Work to be completed:
Count the lines in the rows below that contain the string "plate", treating uppercase and lowercase as different, and give only that number.
━━━
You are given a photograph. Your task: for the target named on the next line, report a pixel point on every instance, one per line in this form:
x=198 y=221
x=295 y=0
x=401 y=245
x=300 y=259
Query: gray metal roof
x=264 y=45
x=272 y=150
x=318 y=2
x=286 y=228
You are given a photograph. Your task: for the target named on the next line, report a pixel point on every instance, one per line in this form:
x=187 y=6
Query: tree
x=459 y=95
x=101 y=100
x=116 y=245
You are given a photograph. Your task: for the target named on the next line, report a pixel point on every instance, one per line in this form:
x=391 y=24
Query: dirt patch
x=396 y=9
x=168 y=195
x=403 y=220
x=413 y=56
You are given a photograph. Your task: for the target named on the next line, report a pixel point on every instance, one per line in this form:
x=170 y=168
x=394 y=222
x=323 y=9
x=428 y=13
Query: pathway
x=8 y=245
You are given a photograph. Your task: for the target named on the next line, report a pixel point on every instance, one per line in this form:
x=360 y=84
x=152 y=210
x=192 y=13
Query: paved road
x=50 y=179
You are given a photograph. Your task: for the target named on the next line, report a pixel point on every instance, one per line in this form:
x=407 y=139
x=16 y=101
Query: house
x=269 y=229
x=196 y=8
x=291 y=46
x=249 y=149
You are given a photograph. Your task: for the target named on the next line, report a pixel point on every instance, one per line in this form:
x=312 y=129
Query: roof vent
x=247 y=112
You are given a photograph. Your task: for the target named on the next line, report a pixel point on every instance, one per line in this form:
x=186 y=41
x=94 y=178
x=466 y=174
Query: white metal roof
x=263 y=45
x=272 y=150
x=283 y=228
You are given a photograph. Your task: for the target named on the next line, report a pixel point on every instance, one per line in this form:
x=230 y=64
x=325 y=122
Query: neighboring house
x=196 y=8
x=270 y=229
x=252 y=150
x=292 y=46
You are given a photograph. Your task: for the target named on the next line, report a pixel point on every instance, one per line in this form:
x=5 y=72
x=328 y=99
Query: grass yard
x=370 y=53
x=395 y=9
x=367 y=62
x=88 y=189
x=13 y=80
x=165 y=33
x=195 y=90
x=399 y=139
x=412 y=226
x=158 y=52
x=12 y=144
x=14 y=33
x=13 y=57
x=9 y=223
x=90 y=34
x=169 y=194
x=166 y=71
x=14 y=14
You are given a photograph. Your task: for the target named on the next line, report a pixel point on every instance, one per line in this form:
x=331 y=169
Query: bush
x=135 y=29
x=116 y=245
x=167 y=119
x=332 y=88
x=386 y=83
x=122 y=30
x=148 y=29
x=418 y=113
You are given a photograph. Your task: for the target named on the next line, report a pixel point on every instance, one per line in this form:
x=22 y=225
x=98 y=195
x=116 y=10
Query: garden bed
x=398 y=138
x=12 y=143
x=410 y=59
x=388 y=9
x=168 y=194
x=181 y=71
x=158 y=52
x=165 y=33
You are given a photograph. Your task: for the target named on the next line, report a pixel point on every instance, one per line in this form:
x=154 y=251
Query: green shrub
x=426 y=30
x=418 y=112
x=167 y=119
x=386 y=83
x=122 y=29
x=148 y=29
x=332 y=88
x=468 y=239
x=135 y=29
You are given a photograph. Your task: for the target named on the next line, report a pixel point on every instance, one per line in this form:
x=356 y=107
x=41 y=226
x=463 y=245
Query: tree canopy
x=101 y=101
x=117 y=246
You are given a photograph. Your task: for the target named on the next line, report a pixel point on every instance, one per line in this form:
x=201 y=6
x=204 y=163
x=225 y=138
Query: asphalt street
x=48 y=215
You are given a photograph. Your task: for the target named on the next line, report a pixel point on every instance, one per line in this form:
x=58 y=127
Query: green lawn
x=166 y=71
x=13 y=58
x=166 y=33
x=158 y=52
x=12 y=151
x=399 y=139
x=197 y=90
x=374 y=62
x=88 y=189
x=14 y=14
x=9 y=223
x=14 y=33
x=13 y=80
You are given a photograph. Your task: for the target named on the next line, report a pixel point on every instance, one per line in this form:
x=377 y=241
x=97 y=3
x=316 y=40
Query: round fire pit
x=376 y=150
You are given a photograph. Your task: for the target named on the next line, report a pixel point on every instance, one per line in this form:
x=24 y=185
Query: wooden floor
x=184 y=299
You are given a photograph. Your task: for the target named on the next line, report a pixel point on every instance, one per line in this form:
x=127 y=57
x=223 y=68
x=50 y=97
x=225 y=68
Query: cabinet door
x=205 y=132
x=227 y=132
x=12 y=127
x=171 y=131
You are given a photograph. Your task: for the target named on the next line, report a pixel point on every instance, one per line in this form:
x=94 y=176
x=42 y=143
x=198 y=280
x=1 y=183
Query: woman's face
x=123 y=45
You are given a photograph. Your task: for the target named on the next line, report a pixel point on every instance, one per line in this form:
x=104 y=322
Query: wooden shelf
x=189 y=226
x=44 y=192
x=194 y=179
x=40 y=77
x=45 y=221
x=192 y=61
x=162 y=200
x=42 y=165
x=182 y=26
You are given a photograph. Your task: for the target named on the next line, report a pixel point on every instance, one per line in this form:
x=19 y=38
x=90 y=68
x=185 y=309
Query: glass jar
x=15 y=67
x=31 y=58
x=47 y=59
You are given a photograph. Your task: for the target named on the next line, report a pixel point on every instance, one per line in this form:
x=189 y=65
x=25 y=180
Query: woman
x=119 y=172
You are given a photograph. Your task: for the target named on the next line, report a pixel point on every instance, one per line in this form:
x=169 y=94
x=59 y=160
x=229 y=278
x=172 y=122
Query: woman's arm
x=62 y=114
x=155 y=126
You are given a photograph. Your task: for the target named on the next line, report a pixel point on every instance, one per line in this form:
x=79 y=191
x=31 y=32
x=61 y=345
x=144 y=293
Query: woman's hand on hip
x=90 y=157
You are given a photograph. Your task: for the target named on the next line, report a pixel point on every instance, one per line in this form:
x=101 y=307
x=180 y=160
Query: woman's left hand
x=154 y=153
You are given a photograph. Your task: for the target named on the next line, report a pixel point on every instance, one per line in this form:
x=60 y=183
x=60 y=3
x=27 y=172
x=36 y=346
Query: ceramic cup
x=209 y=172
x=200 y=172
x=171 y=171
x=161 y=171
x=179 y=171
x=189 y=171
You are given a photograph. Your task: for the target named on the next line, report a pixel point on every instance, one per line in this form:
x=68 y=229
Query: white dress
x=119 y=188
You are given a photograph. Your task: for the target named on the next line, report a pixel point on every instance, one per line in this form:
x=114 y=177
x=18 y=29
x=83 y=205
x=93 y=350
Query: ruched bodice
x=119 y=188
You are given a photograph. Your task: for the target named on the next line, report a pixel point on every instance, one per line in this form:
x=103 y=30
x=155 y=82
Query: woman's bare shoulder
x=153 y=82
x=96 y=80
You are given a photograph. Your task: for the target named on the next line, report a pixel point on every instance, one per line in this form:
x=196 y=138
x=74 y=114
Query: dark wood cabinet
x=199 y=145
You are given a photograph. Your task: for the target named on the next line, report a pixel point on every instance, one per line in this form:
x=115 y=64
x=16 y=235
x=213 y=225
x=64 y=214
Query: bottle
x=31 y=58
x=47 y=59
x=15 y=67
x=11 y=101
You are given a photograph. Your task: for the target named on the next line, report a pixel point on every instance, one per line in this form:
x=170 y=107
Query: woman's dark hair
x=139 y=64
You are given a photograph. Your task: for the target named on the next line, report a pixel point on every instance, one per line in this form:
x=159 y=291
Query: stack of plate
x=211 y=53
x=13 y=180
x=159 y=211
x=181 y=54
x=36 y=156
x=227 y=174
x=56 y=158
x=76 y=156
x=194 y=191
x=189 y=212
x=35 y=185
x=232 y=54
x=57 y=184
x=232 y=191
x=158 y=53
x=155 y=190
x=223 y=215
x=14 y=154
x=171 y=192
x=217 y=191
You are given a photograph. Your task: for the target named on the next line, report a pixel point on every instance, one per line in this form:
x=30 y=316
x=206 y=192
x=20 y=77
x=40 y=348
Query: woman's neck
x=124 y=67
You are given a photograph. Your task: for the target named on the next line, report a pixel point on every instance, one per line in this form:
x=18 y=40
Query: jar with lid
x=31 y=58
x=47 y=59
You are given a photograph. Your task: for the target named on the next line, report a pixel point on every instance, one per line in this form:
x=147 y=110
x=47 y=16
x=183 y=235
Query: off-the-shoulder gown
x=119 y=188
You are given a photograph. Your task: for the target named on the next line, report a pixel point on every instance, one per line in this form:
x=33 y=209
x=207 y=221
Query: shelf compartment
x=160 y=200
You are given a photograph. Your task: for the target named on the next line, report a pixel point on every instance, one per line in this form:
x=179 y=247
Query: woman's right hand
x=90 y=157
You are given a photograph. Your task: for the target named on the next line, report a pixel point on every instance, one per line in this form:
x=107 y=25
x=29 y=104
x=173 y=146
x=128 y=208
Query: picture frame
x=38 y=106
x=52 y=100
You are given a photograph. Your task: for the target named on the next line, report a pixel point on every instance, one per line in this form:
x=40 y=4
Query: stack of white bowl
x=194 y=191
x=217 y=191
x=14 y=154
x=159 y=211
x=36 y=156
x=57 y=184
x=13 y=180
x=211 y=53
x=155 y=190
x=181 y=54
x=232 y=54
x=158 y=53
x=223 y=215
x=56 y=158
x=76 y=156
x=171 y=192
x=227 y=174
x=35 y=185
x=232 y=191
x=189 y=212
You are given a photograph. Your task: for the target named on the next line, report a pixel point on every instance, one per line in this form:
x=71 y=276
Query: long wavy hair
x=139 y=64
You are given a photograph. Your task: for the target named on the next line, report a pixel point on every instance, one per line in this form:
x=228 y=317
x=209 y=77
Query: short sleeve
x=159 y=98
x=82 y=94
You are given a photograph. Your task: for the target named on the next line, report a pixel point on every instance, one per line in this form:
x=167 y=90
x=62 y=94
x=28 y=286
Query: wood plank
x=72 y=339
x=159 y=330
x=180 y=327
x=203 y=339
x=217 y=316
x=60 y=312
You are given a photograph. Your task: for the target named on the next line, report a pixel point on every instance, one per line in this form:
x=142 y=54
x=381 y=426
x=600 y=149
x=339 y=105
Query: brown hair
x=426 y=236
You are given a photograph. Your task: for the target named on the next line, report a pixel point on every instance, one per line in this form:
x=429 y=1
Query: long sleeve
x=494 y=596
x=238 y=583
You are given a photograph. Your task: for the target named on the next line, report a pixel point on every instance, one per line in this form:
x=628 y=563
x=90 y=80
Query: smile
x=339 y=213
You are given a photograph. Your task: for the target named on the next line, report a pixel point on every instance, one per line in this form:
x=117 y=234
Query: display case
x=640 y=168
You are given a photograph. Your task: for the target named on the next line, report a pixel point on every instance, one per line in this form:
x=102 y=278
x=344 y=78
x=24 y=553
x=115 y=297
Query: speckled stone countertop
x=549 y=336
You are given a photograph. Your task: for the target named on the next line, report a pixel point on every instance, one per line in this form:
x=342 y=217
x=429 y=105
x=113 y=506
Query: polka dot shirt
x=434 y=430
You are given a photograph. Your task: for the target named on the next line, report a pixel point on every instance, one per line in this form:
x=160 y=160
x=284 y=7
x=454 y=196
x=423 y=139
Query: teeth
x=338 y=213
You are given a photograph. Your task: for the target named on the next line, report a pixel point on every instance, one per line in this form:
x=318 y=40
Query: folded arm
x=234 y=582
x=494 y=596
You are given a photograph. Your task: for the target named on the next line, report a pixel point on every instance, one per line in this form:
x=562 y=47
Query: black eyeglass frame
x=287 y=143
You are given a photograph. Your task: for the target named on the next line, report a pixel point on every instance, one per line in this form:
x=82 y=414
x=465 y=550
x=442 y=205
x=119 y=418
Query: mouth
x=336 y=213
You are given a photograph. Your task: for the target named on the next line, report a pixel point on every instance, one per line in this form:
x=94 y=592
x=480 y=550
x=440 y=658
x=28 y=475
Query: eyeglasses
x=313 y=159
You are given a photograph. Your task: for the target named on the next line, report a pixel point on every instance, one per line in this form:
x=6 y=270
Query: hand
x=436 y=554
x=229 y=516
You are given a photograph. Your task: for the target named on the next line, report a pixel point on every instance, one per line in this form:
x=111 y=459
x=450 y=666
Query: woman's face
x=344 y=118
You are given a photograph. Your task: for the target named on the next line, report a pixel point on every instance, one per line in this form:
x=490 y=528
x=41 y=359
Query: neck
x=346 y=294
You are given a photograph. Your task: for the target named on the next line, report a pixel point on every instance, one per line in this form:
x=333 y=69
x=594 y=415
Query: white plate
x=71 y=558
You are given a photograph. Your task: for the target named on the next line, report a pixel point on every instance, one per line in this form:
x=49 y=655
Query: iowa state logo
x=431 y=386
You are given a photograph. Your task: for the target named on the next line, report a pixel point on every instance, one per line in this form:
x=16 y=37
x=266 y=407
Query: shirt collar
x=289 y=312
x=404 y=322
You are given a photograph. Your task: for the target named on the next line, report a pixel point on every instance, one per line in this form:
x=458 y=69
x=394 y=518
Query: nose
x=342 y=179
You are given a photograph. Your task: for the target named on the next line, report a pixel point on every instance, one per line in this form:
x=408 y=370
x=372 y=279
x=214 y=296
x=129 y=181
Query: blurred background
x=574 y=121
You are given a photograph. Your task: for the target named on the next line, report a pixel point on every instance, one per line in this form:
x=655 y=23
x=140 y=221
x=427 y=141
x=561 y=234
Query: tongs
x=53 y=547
━━━
Response to this task:
2